→ Work required: In the text on Brazilian horror below, reproduce word for word the part that opens with the words containing "The undisputed king" and closes with "(Embodiment of Evil).".

→ Selection:
* Begin *

The undisputed king of those trailblazers was José Mojica Marins, the father of Brazilian horror whose films span the late 1950s to the 1980s. He was making ultra violent films while Hollywood still had censorship. I spoke to the Brazilian director and screenwriter Dennison Ramalho who is something of a spiritual heir to Mojica, and had the chance to work with his idol in 2006 on the making of Encarnação do Demônio (Embodiment of Evil).



José Mojica Marins


“If Brazil has somewhat of a reputation in the horror genre it’s because of Mojica and his character called Zé do Caixão, known as Coffin Joe outside Brazil,” says Ramalho. “Coffin Joe is a character created by Mojica who was both the director and the actor playing the character. It’s a unique case in the history of horror films around the world because he’s the creature and the creator who were mixed in an almost inseparable way. His films were discovered outside of Brazil in the 1990s and became instant cults.”
 
Dressed in black from head to toe with a top hat, the sadist Coffin Joe had long nails and ‘tested’ unsuspecting women in search of the one who would conceive him a son as the perfect human being. In his wanderings through the countryside, Coffin Joe tortured people and mocked common Brazilian superstitions. Mojica was a self-taught filmmaker and made most of his films in São Paulo’s Boca do Lixo era.

“The Boca do Lixo was a prolific cycle in Brazil’s cinematographic production between the late ‘60s and the early ‘90s,” Ramalho explains. “It was called Boca do Lixo [literal translation ‘foul mouth’] because there was an area in the centre of São Paulo that was home to lots of production houses and distributors, and all of Brazil’s ‘porn slapstick’ and erotic comedies were produced there. X-rated Brazilian cinema started there too. There were some horror films made in the ‘70s and ‘80s in the Boca do Lixo, but they were almost all for a male audience, sexploitation horror films.”

Despite Mojica’s commercial success during this era, the horror genre didn’t manage to take hold in Brazil, Ramalho told me. Horror films simply weren’t being made on a regular basis. Despite finding his audience during the dictatorship in Brazil, Mojica’s films weren’t political. “The new cinema era in Brazil was very political with allegories and even accusations of the problems of the military regime. But Mojica was making horror films without any type of political anchorage. He was an exploitation filmmaker, he wanted to impress, to shock and always described himself as a sensationalist,” says Ramalho.

* End *

(A run of rows)

* Begin *

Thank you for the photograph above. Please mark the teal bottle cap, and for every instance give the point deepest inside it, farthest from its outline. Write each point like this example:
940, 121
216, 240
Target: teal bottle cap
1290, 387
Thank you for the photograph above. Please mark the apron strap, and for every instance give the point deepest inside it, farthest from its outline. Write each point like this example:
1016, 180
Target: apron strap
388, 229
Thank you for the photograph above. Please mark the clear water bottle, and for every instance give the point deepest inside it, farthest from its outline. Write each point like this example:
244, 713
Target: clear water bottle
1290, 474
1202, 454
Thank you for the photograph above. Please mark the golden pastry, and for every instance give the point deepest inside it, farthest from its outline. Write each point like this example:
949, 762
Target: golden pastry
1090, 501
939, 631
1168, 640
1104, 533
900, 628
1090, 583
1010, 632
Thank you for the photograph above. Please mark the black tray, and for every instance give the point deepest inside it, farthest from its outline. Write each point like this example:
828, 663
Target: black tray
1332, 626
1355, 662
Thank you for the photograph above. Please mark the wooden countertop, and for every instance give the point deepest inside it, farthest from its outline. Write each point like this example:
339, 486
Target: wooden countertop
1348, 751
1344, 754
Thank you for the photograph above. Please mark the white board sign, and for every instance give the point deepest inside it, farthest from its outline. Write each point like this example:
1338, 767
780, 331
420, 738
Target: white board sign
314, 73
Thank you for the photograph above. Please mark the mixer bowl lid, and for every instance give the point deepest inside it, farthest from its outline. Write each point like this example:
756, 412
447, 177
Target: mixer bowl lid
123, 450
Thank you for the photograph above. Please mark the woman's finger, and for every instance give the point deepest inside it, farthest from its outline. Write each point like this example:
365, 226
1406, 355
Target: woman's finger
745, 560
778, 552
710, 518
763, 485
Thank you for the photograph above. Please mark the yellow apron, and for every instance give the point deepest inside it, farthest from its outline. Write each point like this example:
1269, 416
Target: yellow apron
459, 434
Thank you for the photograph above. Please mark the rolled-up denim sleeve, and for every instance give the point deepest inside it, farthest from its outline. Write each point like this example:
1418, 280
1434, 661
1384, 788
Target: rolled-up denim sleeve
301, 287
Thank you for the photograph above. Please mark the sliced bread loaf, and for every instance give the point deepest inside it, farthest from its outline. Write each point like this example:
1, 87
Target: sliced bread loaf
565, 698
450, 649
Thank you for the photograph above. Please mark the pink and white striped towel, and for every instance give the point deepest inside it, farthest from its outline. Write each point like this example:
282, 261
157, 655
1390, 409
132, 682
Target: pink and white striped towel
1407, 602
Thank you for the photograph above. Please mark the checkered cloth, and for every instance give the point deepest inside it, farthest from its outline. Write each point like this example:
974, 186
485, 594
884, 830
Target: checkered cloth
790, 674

* End *

→ The solution:
The undisputed king of those trailblazers was José Mojica Marins, the father of Brazilian horror whose films span the late 1950s to the 1980s. He was making ultra violent films while Hollywood still had censorship. I spoke to the Brazilian director and screenwriter Dennison Ramalho who is something of a spiritual heir to Mojica, and had the chance to work with his idol in 2006 on the making of Encarnação do Demônio (Embodiment of Evil).